January 9, 2020 at 4:27 p.m. EST
President Trump proposed on Jan. 9 changing regulations that would speed the development of new mines, pipelines and hundreds of other projects. (Video: The Washington Post)

President Trump on Thursday proposed fundamental changes to 50-year-old regulations in an effort to speed up new mines, pipelines and hundreds of other projects around the country, including some that could harm the environment and accelerate climate change. The move also could prevent communities from having much say about what gets built in their backyards.

Flanked by members of his Cabinet and labor leaders, as well as construction industry representatives in hard hats, Trump told reporters at the White House that his proposal will allow highways to be built in “a small fraction of the time.”

“We will not stop until our nation’s gleaming new infrastructure has made America the envy of the world again,” Trump said. “It used to be the envy of the world, and now we’re like a third-world country. It’s really sad.”

Interior Secretary David Bernhardt said the president was making the most significant regulatory rollback of his term. “Let me tell you, this is a really, really big proposal,” Bernhardt said, turning to Trump. “The proposal affects virtually every significant decision by the federal government that affects the environment.”

The proposed rules would narrow the scope of the National Environmental Policy Act (NEPA), which requires federal agencies to assess the impact of a major project before a spade of dirt is turned and to include the public in the process.

The changes would mean that communities would have less control over some projects built in their neighborhoods. Environmental groups, tribal activists and others have used the law to delay or block a slew of infrastructure, mining, logging and drilling projects since it was signed by President Richard Nixon in 1970.

Scientists say that as global warming nears an irreversible level, the president has been promoting business growth, not climate fixes. (Video: Jenny Starrs/The Washington Post)

The White House proposal will almost certainly face legal challenges.

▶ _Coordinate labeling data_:

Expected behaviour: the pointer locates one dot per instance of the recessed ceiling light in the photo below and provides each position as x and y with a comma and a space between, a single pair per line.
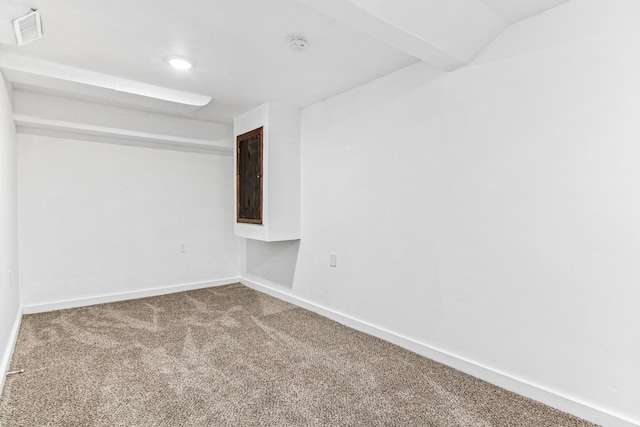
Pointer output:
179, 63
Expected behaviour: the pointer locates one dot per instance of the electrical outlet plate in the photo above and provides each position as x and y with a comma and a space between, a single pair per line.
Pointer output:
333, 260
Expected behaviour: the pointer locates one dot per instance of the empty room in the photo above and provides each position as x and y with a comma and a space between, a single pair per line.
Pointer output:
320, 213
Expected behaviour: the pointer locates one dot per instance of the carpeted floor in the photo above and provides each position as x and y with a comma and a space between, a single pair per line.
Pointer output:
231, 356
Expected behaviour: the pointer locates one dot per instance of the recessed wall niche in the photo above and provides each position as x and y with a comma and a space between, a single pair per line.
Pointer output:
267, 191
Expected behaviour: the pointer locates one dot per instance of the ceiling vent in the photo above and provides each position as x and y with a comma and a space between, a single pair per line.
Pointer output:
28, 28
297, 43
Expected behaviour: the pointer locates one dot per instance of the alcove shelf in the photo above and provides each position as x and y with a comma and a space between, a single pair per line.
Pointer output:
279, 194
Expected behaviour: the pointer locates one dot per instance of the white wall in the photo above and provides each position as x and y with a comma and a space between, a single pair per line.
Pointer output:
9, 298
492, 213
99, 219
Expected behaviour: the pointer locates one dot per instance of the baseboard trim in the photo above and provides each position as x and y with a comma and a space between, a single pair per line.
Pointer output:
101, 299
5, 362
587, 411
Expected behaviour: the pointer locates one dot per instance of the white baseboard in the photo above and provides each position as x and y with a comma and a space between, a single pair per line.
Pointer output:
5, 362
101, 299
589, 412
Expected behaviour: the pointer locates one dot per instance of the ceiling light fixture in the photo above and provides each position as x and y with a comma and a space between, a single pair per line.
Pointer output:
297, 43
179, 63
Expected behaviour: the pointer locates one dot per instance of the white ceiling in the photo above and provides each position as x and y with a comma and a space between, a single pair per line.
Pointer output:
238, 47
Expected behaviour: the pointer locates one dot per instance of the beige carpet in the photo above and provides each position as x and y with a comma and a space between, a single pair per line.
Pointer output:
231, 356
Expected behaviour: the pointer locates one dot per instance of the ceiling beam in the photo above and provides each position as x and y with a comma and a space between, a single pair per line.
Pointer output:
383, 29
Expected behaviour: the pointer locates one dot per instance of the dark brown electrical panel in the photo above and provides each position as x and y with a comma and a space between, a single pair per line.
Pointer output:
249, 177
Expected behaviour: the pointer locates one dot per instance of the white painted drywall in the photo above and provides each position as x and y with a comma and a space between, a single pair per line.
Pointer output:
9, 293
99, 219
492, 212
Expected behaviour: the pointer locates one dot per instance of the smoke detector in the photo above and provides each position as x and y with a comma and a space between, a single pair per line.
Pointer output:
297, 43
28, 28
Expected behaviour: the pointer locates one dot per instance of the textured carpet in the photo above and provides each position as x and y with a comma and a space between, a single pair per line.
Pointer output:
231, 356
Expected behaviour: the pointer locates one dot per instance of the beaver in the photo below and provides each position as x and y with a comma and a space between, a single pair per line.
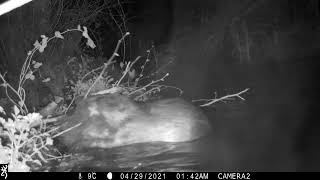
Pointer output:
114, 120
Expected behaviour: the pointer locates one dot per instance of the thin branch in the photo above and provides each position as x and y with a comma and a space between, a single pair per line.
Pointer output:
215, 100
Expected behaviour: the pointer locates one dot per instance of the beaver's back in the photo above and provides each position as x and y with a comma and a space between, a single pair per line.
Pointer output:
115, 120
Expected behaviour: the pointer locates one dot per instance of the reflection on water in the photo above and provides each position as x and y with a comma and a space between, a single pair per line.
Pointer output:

▶ _Exercises_:
A – According to the article on the NEPA proposal, why did Bernhardt call the president's proposal a really big one? Answer in one to three sentences.
B – Return the stretch of the article on the NEPA proposal from "The proposed rules" through "Nixon in 1970.".
C – Answer these questions using the article on the NEPA proposal:
(i) Which president signed the law, and in what year?
(ii) Who stood with Trump when he spoke to reporters at the White House?
(iii) What will the White House proposal almost certainly face?
These records were drawn from a separate source.

▶ _Answers for this exercise_:
A – Bernhardt said the proposal was so big because it affects virtually every significant decision by the federal government that affects the environment. He called it the most significant regulatory rollback of the president's term.

B –
The proposed rules would narrow the scope of the National Environmental Policy Act (NEPA), which requires federal agencies to assess the impact of a major project before a spade of dirt is turned and to include the public in the process.

The changes would mean that communities would have less control over some projects built in their neighborhoods. Environmental groups, tribal activists and others have used the law to delay or block a slew of infrastructure, mining, logging and drilling projects since it was signed by President Richard Nixon in 1970.

C –
(i) President Richard Nixon signed it in 1970.
(ii) Members of his Cabinet, labor leaders, and construction industry representatives in hard hats stood with him.
(iii) It will almost certainly face legal challenges.